EXERCISE DIRECTIONS.
Output the records exactly, and drop each picture.

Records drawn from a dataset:
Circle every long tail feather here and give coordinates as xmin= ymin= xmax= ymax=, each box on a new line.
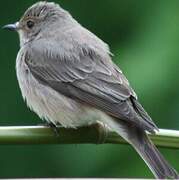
xmin=129 ymin=128 xmax=178 ymax=179
xmin=104 ymin=118 xmax=179 ymax=179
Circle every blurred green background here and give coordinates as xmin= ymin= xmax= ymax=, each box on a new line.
xmin=0 ymin=0 xmax=179 ymax=178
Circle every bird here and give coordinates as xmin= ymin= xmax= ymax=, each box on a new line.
xmin=3 ymin=1 xmax=178 ymax=179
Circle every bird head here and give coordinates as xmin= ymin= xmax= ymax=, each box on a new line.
xmin=3 ymin=1 xmax=74 ymax=46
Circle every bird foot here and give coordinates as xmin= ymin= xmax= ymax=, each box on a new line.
xmin=38 ymin=121 xmax=60 ymax=137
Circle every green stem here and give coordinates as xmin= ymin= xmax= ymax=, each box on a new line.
xmin=0 ymin=125 xmax=178 ymax=148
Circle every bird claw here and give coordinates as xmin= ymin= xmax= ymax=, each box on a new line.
xmin=38 ymin=121 xmax=60 ymax=137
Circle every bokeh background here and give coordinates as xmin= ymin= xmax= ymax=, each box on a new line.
xmin=0 ymin=0 xmax=179 ymax=178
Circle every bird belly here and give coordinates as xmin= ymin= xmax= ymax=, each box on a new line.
xmin=16 ymin=59 xmax=106 ymax=128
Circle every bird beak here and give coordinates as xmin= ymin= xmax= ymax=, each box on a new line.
xmin=2 ymin=22 xmax=19 ymax=31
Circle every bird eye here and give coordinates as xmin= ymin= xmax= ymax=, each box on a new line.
xmin=27 ymin=20 xmax=34 ymax=29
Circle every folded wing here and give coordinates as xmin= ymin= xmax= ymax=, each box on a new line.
xmin=24 ymin=39 xmax=158 ymax=132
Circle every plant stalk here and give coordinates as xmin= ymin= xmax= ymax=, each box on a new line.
xmin=0 ymin=125 xmax=178 ymax=149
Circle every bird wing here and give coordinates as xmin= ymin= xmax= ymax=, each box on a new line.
xmin=23 ymin=39 xmax=157 ymax=132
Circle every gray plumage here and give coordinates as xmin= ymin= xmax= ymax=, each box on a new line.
xmin=4 ymin=1 xmax=178 ymax=178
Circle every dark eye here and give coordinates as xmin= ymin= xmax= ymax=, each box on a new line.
xmin=27 ymin=20 xmax=34 ymax=29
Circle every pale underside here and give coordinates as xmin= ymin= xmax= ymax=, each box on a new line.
xmin=16 ymin=51 xmax=113 ymax=128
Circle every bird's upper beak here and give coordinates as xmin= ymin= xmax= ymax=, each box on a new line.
xmin=2 ymin=22 xmax=19 ymax=31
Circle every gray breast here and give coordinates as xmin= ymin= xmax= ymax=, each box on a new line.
xmin=15 ymin=48 xmax=102 ymax=127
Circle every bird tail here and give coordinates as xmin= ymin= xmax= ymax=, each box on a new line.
xmin=104 ymin=118 xmax=179 ymax=179
xmin=129 ymin=128 xmax=178 ymax=179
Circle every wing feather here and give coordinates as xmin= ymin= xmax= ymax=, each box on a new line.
xmin=24 ymin=39 xmax=157 ymax=132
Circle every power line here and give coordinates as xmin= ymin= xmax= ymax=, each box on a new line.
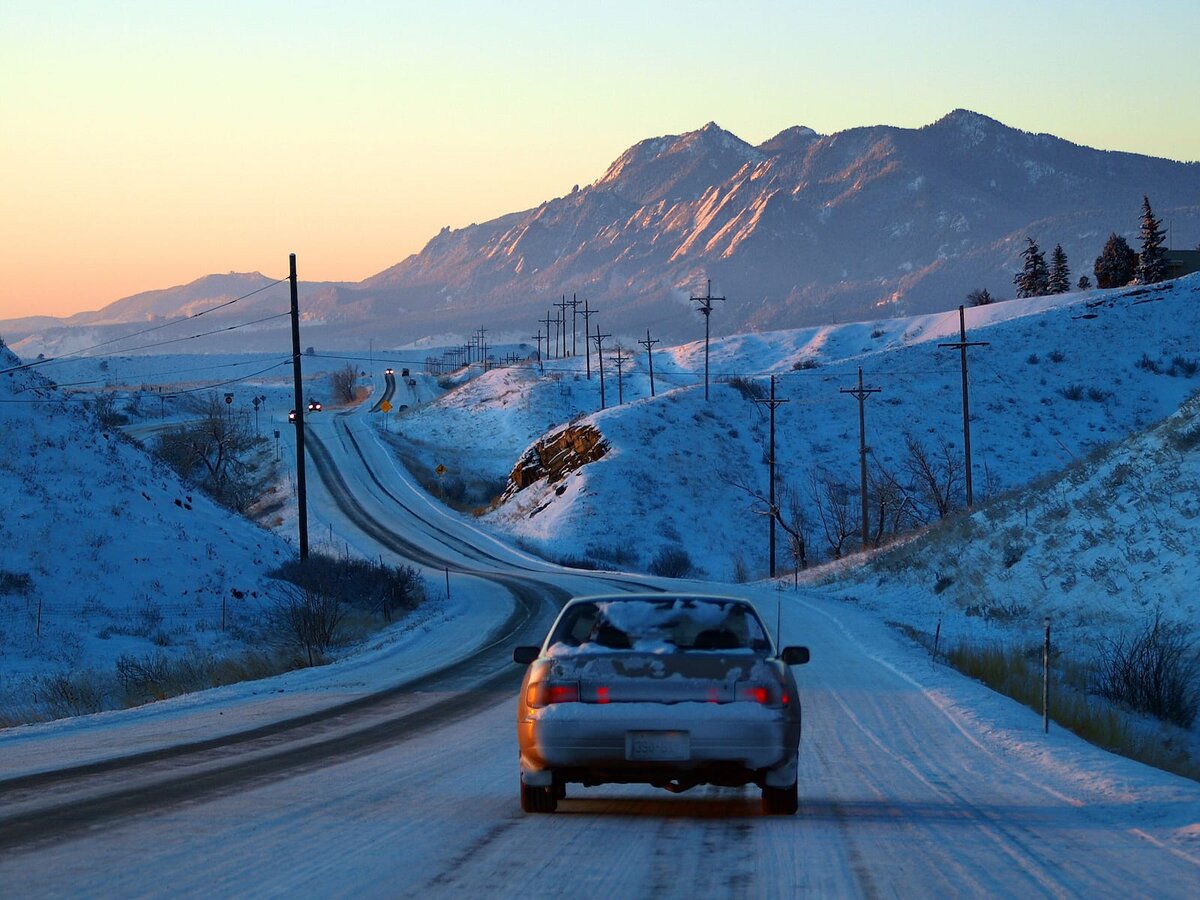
xmin=0 ymin=276 xmax=287 ymax=375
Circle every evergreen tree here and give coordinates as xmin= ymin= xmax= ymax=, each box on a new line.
xmin=1077 ymin=275 xmax=1091 ymax=290
xmin=1013 ymin=237 xmax=1050 ymax=298
xmin=1048 ymin=244 xmax=1071 ymax=294
xmin=1137 ymin=195 xmax=1168 ymax=284
xmin=1094 ymin=233 xmax=1138 ymax=288
xmin=966 ymin=287 xmax=993 ymax=306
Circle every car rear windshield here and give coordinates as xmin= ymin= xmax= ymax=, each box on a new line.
xmin=547 ymin=597 xmax=771 ymax=654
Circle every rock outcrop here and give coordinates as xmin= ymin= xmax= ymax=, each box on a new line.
xmin=500 ymin=423 xmax=609 ymax=503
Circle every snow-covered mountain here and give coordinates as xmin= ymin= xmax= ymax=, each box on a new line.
xmin=4 ymin=111 xmax=1198 ymax=356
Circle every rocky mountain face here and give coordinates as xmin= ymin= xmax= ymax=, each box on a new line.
xmin=5 ymin=110 xmax=1199 ymax=353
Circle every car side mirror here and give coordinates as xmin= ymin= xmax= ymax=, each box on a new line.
xmin=513 ymin=646 xmax=540 ymax=665
xmin=780 ymin=646 xmax=810 ymax=666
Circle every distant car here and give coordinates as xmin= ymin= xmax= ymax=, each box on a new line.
xmin=307 ymin=399 xmax=322 ymax=412
xmin=400 ymin=368 xmax=410 ymax=377
xmin=385 ymin=368 xmax=394 ymax=376
xmin=288 ymin=409 xmax=297 ymax=423
xmin=513 ymin=593 xmax=809 ymax=815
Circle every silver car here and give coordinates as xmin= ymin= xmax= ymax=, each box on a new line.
xmin=513 ymin=593 xmax=810 ymax=814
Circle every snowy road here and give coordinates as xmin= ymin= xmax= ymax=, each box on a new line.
xmin=1 ymin=408 xmax=1197 ymax=896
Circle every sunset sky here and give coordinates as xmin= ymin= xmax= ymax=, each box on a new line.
xmin=2 ymin=0 xmax=1198 ymax=320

RESULT BELOW.
Circle every long tail feather here and give coordinates as xmin= ymin= xmax= ymax=, each box on a new line.
xmin=129 ymin=128 xmax=178 ymax=179
xmin=104 ymin=118 xmax=179 ymax=179
Circle every blurred green background here and give coordinates as xmin= ymin= xmax= ymax=, each box on a new line.
xmin=0 ymin=0 xmax=179 ymax=178
Circle every bird here and give coordinates as xmin= ymin= xmax= ymax=, each box on a new line.
xmin=3 ymin=1 xmax=178 ymax=179
Circle every bird head here and give coordinates as xmin= ymin= xmax= ymax=, each box on a new line.
xmin=3 ymin=1 xmax=74 ymax=46
Circle every bird foot here and give coordinates as xmin= ymin= xmax= ymax=, each box on a new line.
xmin=38 ymin=121 xmax=60 ymax=137
Circle every green stem here and give coordinates as xmin= ymin= xmax= ymax=, each box on a new line.
xmin=0 ymin=125 xmax=178 ymax=148
Circle every bird claw here and give coordinates as xmin= ymin= xmax= ymax=, each box on a new line.
xmin=38 ymin=121 xmax=60 ymax=137
Circle every bokeh background here and give coordinates as xmin= ymin= xmax= ymax=, each box on a new line.
xmin=0 ymin=0 xmax=179 ymax=178
Circle every bird belly here and give coordinates as xmin= ymin= xmax= ymax=, each box on a new line.
xmin=16 ymin=59 xmax=106 ymax=128
Circle every bird beak here and give coordinates as xmin= ymin= xmax= ymax=, each box on a new line.
xmin=2 ymin=22 xmax=19 ymax=31
Circle every bird eye here and give coordinates as xmin= ymin= xmax= ymax=, each box on a new line.
xmin=27 ymin=20 xmax=34 ymax=29
Circle every folded wing here and give coordinates as xmin= ymin= xmax= ymax=, each box on a new line.
xmin=24 ymin=39 xmax=158 ymax=132
Circle every plant stalk here and give coordinates as xmin= ymin= xmax= ymax=, each box on a new line.
xmin=0 ymin=125 xmax=178 ymax=149
Circle every bird wing here and give coordinates as xmin= ymin= xmax= ymax=, each box on a new line.
xmin=23 ymin=39 xmax=157 ymax=132
Circle every gray plumage here and give coordinates as xmin= ymin= xmax= ymax=, each box on a new line.
xmin=4 ymin=1 xmax=178 ymax=178
Circle every dark eye here and give coordinates as xmin= ymin= xmax= ymax=, each box on a new line.
xmin=27 ymin=20 xmax=34 ymax=29
Circle every pale underside here and give coordinates as xmin= ymin= xmax= ymax=, each box on a new line.
xmin=16 ymin=51 xmax=113 ymax=128
Circle every bird's upper beak here and give coordinates as xmin= ymin= xmax= ymax=, each box on a new line.
xmin=2 ymin=22 xmax=19 ymax=31
Circle every gray breast here and give coordinates as xmin= ymin= xmax= ymax=, each box on a new line.
xmin=15 ymin=48 xmax=102 ymax=127
Circle every bird tail here and give coordinates as xmin= ymin= xmax= ymax=, each box on a new line.
xmin=104 ymin=118 xmax=179 ymax=179
xmin=129 ymin=128 xmax=178 ymax=179
Circle every wing feather here and give coordinates as xmin= ymin= xmax= ymax=, each box on a new line.
xmin=24 ymin=39 xmax=157 ymax=132
Circle every power line here and give coordinates as xmin= ymin= xmax= ymax=, each box on a new line.
xmin=0 ymin=276 xmax=287 ymax=375
Circle every evergreen tree here and give coordinates as xmin= ymin= xmax= ymax=, each box on a new line.
xmin=1077 ymin=275 xmax=1091 ymax=290
xmin=1013 ymin=237 xmax=1050 ymax=298
xmin=1048 ymin=244 xmax=1071 ymax=294
xmin=1137 ymin=195 xmax=1168 ymax=284
xmin=1094 ymin=233 xmax=1138 ymax=288
xmin=966 ymin=287 xmax=993 ymax=306
Circle every car rear windshield here and give coordinates as xmin= ymin= xmax= ymax=, each box on a new line.
xmin=547 ymin=597 xmax=771 ymax=654
Circle every rock outcrop here and give coordinates as xmin= ymin= xmax= ymax=, each box on a new line.
xmin=500 ymin=423 xmax=609 ymax=503
Circle every snow-covered mountain here and give coordinates as xmin= ymin= xmax= ymax=, each box on a new line.
xmin=4 ymin=111 xmax=1198 ymax=356
Circle every rocky mountain face here and give coordinates as xmin= ymin= xmax= ymax=, each box on a new line.
xmin=5 ymin=110 xmax=1199 ymax=353
Circle every car side mirror here and give coordinates as xmin= ymin= xmax= ymax=, each box on a new line.
xmin=513 ymin=646 xmax=540 ymax=665
xmin=780 ymin=646 xmax=810 ymax=666
Circle every distant car here and give coordinates as xmin= ymin= xmax= ymax=, each box on a new line.
xmin=307 ymin=399 xmax=322 ymax=412
xmin=400 ymin=368 xmax=410 ymax=377
xmin=385 ymin=368 xmax=394 ymax=376
xmin=288 ymin=409 xmax=297 ymax=423
xmin=513 ymin=593 xmax=809 ymax=815
Circle every silver car here and give coordinates as xmin= ymin= xmax= ymax=, each box on a new line.
xmin=513 ymin=593 xmax=810 ymax=814
Circle every snowy road here and give coordinates as xmin= ymin= xmax= ymax=, each box on a new line.
xmin=1 ymin=408 xmax=1197 ymax=896
Circle every sunset sky here and give coordinates as xmin= ymin= xmax= ymax=, each box on a new line.
xmin=2 ymin=0 xmax=1198 ymax=320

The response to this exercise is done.